Instructions to follow = Please copy everything from the line containing "Would you mind pointing to the white" down to the end of the entries, swapping "potted plant" for "houseplant" and leaving all else unchanged.

##### Supplied data #####

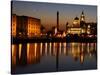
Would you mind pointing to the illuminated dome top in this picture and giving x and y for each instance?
(76, 18)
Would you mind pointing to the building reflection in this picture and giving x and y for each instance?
(31, 53)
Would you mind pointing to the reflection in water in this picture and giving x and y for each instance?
(32, 53)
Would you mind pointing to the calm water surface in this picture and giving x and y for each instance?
(51, 57)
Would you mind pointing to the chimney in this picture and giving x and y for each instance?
(57, 20)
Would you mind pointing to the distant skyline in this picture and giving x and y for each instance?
(47, 12)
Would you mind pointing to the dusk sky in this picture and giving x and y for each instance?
(47, 12)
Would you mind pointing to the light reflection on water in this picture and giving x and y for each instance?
(69, 54)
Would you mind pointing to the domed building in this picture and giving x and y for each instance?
(76, 22)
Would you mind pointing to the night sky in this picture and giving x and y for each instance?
(47, 12)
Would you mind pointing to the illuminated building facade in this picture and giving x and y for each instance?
(33, 27)
(13, 25)
(24, 26)
(78, 25)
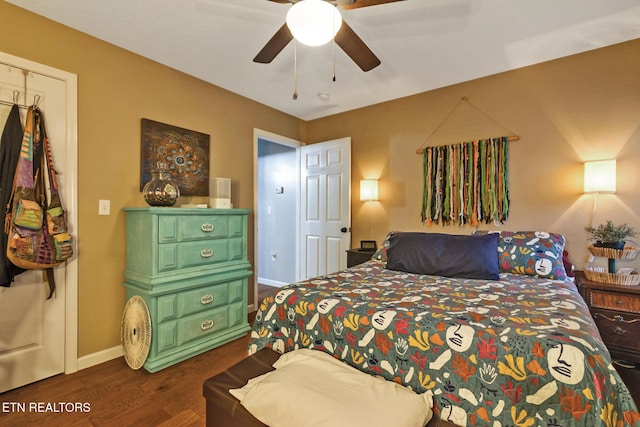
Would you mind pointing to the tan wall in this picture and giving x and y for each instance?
(115, 90)
(583, 107)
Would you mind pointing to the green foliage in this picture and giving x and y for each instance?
(610, 233)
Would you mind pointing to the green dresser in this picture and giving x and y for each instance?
(191, 268)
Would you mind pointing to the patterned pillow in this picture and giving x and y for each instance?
(532, 253)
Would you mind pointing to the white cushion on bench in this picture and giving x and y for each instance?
(312, 388)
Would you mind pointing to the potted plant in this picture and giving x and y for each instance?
(609, 235)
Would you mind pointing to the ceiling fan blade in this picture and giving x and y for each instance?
(355, 4)
(274, 46)
(357, 50)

#####

Worked solution =
Would you mind pointing to the white cushion on bench in this picture and giving x and y for each instance?
(312, 388)
Would you mind pointing to the houseplant in this picture and giving x and y for each instance?
(609, 235)
Would you mind pointing to the ceiling fan blade in this picture and giving x and y for each instance?
(355, 4)
(274, 46)
(357, 50)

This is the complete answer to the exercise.